- [Document excerpt]
===============
Hacker News new | past | comments | ask | show | jobs | submit login
A Git Implementation in Awk (github.com/djanderson)
274 points by rohitpaulk on Oct 7, 2021 | hide | past | favorite | 96 comments



Namespaces (GNU Awk 5.0+) make Awk pretty well suited for larger projects (as demonstrated by aho), but it never quite took off; this article (by the author of GoAwk[1]) is a nice look at the relevance of Awk in 2020: https://lwn.net/Articles/820829/

[1]: https://github.com/benhoyt/goawk


I forget where I read it but Brian Kernighan said, at some point, the lack of namespaces in original Awk was probably the biggest mistake that prevented bigger adoption in large projects. Now that we have it, I'm hoping to see a brilliant IDE surface in the near future.


"mistake"
===============
- [Collected data entries]
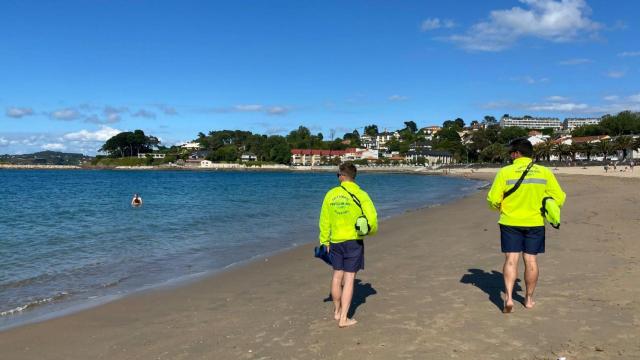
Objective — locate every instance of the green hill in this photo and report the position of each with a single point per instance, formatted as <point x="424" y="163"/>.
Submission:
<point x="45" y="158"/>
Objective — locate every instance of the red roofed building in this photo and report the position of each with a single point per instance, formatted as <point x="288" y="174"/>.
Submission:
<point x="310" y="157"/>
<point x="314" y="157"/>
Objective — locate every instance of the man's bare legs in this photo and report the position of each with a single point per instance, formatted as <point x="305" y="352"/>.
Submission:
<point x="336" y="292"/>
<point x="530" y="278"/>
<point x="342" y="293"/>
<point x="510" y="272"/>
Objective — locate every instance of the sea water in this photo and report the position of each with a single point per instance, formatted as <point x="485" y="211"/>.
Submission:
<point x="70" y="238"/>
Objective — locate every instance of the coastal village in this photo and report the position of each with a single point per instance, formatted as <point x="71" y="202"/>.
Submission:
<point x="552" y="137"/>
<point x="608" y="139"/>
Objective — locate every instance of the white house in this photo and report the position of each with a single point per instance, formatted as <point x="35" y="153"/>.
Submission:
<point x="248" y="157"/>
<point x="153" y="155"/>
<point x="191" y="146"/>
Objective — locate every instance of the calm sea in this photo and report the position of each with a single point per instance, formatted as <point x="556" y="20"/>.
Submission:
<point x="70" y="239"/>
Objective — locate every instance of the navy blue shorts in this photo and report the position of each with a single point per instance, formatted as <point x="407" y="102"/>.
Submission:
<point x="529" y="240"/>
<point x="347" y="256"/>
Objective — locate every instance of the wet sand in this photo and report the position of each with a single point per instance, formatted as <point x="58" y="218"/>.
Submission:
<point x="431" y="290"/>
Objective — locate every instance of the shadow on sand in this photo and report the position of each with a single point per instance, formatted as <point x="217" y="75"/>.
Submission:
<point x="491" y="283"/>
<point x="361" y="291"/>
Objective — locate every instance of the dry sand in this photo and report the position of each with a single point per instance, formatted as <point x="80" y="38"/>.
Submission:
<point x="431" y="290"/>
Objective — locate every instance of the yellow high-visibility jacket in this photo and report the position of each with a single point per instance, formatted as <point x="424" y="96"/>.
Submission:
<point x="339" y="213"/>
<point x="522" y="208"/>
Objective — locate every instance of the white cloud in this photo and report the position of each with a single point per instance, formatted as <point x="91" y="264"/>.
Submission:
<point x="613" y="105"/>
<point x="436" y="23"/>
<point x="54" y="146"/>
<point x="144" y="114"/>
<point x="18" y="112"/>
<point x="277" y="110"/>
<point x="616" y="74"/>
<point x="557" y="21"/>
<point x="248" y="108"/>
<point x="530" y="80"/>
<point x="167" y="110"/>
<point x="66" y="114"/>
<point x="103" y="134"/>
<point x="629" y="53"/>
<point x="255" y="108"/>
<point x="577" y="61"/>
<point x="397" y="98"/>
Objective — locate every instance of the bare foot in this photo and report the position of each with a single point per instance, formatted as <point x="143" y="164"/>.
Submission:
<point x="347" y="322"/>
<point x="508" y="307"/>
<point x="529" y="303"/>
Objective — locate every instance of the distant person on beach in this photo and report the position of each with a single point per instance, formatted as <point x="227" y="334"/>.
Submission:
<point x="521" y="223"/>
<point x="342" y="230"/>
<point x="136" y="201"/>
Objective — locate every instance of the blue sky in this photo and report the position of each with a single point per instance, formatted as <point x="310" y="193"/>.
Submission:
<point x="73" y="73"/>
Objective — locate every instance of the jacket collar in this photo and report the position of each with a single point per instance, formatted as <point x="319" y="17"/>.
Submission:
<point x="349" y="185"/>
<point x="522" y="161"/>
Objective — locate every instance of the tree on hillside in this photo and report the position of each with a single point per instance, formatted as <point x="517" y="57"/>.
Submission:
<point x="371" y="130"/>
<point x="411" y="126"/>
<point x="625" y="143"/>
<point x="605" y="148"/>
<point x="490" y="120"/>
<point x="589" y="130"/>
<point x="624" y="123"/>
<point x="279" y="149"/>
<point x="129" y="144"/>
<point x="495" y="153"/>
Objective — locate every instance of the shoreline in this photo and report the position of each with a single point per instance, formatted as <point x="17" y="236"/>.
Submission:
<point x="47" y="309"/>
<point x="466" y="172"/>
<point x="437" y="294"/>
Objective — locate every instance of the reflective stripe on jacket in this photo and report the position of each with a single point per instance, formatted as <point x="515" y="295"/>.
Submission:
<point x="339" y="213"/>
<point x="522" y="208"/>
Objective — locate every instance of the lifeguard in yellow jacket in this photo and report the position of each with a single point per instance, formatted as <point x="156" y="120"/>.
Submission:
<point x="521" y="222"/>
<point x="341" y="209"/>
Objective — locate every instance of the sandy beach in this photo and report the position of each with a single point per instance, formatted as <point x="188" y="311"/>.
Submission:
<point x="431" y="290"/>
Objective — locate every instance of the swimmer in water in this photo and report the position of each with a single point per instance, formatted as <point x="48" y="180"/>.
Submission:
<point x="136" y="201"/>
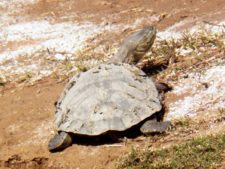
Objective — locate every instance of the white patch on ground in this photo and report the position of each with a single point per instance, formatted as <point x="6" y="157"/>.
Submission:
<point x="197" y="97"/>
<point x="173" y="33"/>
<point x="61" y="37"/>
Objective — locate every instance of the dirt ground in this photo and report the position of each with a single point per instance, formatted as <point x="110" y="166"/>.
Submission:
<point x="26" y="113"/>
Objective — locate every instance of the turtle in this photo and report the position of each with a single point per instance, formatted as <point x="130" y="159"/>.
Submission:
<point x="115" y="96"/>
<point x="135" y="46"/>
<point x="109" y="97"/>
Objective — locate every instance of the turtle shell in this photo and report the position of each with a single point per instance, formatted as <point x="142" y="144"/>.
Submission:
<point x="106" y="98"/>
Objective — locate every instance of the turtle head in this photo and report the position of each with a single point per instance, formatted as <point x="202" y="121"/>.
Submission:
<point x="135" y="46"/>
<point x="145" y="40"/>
===============
- [Set tasks]
(a) Repeat everything in the Hacker News thread about the Awk Git implementation from "274 points by" down to "the near future.".
(b) Answer these questions from the Hacker News thread about the Awk Git implementation:
(i) Who submitted the post?
(ii) Which version of GNU Awk added namespaces?
(iii) According to one commenter, who said the lack of namespaces in original Awk was probably the biggest mistake?
(c) Carry on the Hacker News thread about the Awk Git implementation, starting after its final line.

- [Task results]
(a)
274 points by rohitpaulk on Oct 7, 2021 | hide | past | favorite | 96 comments



Namespaces (GNU Awk 5.0+) make Awk pretty well suited for larger projects (as demonstrated by aho), but it never quite took off; this article (by the author of GoAwk[1]) is a nice look at the relevance of Awk in 2020: https://lwn.net/Articles/820829/

[1]: https://github.com/benhoyt/goawk


I forget where I read it but Brian Kernighan said, at some point, the lack of namespaces in original Awk was probably the biggest mistake that prevented bigger adoption in large projects. Now that we have it, I'm hoping to see a brilliant IDE surface in the near future.

(b)
(i) rohitpaulk
(ii) GNU Awk 5.0 and later
(iii) Brian Kernighan

(c)
I read the book written by the creators and it's pretty clear they never intended it to be a general purpose language lol. I'm paraphrasing but they basically wrote in the book "People are completely mad and are intent on using our DSL as a general programming language so we added half baked functions to it but it's bad and you should feel bad"


Do not use AWK for that. Perl is best suited for that, literally. It was born as a better version of AWK.

AWK is for tools less than 20 lines long. Anything more, use Perl, please.


Perhaps; but Awk is such a compact approach. My head feels cleaner when using it compared to Perl - perhaps as it's fairly close to C. The interpreter is a single binary on practically any OS, and is usually around 5MB in size. It's installed by default on essentially every OS (aside from Windows, which is an easy single exe download). Also with implementations like Mawk, it will destroy Perl in speed.


If your awk code is more than 20 lines, is it really cleaner?


AWK would work greatly well on plan9/9front, as most programs are short and really compact.

On "big" Unixen (and I am an OpenBSD/Void user), for larger tools, Perl is preferred.

On speed, that doesn't matter. Perl under OpenBSD has a pledge/unveil module, and it's used to write the package manager. Problem solved.


Yeah, but you gotta admit, this is cool. It may not be the most practical or useful thing, but it is cool that someone made Git in AWK.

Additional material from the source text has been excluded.